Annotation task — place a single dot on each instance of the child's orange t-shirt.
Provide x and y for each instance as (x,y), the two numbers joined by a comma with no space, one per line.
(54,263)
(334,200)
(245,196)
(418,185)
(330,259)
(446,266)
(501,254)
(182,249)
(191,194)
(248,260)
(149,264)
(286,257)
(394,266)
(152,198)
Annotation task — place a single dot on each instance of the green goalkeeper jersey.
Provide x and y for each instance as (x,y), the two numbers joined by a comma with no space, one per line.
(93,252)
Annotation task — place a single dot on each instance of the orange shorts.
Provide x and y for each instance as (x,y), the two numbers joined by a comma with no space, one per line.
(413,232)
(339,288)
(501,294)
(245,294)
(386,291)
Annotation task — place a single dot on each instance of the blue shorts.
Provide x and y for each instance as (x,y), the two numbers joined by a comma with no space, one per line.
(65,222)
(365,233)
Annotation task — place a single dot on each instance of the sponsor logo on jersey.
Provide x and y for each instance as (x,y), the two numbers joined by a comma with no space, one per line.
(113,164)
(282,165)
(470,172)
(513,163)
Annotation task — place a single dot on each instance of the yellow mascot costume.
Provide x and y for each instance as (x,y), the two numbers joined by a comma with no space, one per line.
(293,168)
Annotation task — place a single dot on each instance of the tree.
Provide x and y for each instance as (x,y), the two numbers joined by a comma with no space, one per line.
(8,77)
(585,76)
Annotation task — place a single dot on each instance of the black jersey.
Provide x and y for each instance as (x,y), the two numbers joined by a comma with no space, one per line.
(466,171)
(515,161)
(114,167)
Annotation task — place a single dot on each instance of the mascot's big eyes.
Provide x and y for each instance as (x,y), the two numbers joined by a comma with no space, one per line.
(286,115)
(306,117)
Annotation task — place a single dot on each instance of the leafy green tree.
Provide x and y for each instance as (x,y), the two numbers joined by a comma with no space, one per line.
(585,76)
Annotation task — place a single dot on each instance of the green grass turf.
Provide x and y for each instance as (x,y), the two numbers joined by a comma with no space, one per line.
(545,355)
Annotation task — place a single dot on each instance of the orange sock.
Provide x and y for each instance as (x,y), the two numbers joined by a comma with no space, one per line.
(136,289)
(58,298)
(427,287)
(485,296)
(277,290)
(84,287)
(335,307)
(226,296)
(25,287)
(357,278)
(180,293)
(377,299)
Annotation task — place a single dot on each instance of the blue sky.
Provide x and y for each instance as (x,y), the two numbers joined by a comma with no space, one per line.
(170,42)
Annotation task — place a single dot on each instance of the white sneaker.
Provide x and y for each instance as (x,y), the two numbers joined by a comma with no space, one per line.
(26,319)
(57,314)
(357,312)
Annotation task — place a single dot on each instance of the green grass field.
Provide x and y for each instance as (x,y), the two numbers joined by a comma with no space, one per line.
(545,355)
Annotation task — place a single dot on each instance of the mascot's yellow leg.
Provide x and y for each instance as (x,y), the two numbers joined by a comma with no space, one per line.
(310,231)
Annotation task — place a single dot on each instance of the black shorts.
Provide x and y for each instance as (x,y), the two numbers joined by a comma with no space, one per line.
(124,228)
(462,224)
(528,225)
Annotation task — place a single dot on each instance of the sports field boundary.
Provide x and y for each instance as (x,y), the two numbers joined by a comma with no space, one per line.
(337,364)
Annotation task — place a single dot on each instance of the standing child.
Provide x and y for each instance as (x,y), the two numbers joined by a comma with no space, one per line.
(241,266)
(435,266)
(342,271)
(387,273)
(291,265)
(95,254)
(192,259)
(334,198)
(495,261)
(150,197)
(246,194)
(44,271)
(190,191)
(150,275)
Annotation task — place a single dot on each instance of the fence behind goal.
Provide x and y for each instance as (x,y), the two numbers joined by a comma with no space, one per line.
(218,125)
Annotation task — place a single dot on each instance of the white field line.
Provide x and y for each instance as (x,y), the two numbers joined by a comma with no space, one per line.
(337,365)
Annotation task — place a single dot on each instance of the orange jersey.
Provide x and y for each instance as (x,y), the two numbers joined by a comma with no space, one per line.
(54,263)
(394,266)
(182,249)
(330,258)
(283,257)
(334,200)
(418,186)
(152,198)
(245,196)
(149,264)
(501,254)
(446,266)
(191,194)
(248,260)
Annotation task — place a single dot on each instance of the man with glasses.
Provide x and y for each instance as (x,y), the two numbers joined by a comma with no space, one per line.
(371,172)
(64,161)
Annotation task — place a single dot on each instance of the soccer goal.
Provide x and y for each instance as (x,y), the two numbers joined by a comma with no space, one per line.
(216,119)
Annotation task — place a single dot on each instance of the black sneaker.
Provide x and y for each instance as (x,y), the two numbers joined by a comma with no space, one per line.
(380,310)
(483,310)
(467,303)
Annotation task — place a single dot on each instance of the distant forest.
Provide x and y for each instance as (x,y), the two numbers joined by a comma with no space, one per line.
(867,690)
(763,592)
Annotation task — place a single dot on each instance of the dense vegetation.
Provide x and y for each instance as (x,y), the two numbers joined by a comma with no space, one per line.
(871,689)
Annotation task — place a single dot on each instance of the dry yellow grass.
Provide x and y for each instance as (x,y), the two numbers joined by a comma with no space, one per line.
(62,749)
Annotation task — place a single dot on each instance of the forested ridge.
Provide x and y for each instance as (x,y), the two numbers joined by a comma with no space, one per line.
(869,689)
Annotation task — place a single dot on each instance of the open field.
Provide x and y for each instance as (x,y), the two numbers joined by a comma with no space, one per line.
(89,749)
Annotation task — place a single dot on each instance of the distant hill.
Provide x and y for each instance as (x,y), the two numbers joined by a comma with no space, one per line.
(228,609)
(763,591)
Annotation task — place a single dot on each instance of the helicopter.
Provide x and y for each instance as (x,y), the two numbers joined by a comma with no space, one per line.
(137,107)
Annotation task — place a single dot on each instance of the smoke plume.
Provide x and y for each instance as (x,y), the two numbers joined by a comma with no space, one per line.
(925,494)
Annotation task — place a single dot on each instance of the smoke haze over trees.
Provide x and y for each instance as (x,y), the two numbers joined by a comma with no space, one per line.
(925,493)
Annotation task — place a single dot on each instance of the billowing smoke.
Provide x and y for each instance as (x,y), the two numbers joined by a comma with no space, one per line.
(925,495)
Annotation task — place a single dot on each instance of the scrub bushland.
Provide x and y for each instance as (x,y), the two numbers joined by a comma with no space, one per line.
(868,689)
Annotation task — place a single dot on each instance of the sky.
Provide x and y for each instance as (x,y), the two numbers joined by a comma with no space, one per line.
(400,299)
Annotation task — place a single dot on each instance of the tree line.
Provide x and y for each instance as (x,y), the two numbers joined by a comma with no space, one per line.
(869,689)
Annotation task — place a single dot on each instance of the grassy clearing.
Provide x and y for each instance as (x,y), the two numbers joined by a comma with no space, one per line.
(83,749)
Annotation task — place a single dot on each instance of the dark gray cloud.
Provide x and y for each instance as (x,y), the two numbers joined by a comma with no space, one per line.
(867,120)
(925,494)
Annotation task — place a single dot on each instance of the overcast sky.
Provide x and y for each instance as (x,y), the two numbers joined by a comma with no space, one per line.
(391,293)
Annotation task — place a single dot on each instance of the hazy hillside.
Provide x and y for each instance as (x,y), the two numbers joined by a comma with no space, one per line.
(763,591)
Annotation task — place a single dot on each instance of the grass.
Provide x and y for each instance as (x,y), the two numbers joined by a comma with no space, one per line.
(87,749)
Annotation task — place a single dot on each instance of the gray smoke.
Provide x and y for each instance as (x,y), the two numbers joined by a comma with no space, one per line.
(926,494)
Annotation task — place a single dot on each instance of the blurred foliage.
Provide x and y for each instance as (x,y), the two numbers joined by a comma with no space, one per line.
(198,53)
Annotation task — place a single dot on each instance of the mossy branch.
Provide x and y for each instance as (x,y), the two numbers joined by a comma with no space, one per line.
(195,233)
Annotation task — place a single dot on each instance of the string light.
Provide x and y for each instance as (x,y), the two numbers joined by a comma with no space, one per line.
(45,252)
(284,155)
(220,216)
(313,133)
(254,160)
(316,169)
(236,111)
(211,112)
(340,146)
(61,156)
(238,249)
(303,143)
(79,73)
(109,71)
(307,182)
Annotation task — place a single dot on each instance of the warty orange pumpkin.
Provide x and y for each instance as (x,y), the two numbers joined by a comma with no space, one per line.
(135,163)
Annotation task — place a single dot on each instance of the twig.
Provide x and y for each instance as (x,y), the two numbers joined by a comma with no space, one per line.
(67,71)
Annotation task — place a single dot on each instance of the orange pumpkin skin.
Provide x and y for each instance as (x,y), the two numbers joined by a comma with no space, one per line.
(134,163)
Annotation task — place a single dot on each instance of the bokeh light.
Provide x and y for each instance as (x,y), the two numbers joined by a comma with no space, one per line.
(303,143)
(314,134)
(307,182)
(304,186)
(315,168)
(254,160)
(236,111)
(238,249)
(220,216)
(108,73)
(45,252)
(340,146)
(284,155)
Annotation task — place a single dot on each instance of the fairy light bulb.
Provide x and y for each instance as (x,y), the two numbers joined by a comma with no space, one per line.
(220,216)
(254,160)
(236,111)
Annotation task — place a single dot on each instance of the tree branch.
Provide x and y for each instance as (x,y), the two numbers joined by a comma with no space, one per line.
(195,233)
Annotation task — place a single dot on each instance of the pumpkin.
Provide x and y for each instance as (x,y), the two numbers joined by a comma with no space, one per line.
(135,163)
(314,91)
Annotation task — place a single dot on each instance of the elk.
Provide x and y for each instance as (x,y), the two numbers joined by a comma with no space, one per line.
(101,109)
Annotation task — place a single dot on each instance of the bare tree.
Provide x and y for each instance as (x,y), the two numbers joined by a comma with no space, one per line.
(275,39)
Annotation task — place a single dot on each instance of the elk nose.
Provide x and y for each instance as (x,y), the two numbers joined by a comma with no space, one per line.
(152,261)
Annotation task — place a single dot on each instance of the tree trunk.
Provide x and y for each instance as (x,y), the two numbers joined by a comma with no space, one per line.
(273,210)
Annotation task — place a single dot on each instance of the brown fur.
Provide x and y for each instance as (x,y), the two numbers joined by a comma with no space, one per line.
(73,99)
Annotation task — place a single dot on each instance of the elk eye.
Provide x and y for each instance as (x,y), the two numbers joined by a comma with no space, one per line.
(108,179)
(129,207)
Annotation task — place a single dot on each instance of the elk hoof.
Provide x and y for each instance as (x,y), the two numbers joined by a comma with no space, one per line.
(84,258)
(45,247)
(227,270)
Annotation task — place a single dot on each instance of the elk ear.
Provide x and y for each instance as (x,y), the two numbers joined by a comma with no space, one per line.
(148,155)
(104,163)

——

*Aim of the task:* Please copy word for word the lines of the rows from the one containing "the elk eye." through the end of the rows, inclusive.

*Output for this task:*
Annotation task — place a single dot on each instance of the elk eye.
Provide x and y for each instance as (x,y), the two numbers joined by a comma with no space, one per line.
(108,179)
(129,207)
Annotation task — place a single dot on each instance of the elk hoof.
Provide x and y for each instance as (x,y), the two numbers joined by a comma with no space, one per line.
(84,258)
(45,247)
(227,270)
Annotation task — place a single dot on each instance of the elk ear.
Provide x and y for each instance as (x,y), the two numbers joined by a comma with no space, one per line.
(148,155)
(104,163)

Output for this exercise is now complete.